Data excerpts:
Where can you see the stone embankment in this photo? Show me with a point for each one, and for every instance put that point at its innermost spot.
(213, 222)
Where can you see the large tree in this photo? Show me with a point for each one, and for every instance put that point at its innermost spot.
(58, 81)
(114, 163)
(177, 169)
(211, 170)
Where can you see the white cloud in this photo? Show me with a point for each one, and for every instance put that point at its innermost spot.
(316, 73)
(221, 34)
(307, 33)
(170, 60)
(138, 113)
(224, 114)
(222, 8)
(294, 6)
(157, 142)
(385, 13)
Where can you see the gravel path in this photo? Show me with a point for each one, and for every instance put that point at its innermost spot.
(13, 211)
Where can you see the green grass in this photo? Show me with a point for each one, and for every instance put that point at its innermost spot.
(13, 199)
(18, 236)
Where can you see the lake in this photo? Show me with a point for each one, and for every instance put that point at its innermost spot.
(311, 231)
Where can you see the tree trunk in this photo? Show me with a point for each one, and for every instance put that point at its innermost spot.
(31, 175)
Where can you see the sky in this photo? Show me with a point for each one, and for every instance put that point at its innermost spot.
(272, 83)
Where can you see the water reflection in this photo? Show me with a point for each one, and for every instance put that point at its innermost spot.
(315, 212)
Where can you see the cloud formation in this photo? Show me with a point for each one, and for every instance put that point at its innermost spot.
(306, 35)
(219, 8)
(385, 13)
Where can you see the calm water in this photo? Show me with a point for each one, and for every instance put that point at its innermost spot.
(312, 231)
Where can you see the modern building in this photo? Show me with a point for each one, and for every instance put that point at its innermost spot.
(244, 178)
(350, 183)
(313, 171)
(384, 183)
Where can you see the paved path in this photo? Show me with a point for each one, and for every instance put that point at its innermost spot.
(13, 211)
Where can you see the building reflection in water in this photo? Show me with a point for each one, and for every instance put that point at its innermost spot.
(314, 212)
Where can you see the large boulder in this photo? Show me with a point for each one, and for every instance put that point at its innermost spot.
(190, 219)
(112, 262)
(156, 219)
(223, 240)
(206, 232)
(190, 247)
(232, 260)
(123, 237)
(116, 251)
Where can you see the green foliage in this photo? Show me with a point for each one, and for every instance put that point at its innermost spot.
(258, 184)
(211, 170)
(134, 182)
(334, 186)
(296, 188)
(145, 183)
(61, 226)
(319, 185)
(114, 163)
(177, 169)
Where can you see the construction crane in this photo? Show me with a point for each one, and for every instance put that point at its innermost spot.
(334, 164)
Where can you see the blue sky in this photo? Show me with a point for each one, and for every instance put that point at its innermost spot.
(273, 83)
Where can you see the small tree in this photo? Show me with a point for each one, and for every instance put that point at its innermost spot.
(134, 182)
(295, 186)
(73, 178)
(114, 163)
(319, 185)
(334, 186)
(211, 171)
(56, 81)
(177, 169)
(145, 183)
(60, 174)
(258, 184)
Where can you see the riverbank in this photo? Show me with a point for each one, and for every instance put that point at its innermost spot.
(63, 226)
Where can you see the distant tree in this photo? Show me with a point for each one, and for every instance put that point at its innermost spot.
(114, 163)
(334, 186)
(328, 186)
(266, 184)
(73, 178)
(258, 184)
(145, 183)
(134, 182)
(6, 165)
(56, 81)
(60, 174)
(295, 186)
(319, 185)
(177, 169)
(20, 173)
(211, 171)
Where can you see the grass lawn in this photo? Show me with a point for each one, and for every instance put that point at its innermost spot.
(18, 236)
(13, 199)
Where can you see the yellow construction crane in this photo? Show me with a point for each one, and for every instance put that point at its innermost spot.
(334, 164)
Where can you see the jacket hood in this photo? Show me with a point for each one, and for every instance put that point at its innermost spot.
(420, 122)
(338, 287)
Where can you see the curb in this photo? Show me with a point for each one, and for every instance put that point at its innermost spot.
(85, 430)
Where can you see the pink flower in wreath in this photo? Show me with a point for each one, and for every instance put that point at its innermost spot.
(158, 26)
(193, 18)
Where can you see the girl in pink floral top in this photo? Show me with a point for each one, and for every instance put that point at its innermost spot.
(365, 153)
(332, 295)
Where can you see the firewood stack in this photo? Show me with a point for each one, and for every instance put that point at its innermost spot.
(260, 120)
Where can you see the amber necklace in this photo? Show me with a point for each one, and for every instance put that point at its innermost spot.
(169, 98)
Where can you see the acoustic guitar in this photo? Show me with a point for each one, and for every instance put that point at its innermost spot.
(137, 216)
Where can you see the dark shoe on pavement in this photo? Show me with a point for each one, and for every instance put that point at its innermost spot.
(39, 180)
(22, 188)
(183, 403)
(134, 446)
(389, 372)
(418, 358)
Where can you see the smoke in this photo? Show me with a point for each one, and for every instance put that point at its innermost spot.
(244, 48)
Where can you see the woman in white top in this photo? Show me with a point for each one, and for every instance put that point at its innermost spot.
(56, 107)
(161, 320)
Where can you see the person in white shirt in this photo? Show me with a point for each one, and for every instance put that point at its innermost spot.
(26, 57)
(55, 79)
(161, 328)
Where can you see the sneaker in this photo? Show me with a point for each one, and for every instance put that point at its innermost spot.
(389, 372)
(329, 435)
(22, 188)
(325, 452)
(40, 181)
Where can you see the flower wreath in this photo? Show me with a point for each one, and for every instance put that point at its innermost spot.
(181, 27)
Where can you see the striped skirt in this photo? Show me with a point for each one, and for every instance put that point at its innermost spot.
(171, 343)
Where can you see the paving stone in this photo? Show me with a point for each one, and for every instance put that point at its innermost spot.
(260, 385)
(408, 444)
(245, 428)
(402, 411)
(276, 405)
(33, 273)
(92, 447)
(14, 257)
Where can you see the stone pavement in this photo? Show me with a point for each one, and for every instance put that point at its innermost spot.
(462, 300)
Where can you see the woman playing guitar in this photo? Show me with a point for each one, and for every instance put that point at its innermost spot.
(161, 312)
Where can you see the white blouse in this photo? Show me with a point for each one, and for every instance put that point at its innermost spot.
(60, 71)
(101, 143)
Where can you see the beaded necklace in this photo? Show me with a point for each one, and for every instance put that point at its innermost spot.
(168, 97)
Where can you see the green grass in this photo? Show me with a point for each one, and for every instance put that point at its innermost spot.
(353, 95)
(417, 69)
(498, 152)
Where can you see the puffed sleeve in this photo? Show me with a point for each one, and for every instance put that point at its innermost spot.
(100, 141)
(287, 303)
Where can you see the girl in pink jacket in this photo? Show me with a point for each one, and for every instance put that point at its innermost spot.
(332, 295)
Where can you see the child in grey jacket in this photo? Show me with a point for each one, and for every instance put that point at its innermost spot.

PROMPT » Transcribe exactly, please, the lines from the one with "Where can you see the girl in pink jacket" to the last line of the entries above, ends included.

RESPONSE FOR THIS EXERCISE »
Where can you see the girl in pink jacket in this photo? Show me with a point for each one, and for every instance put that point at its innermost spot.
(332, 295)
Where can you see the child in grey jacket in this photo? Show me with a point for each one, and for every instance put that point at its innermost spot.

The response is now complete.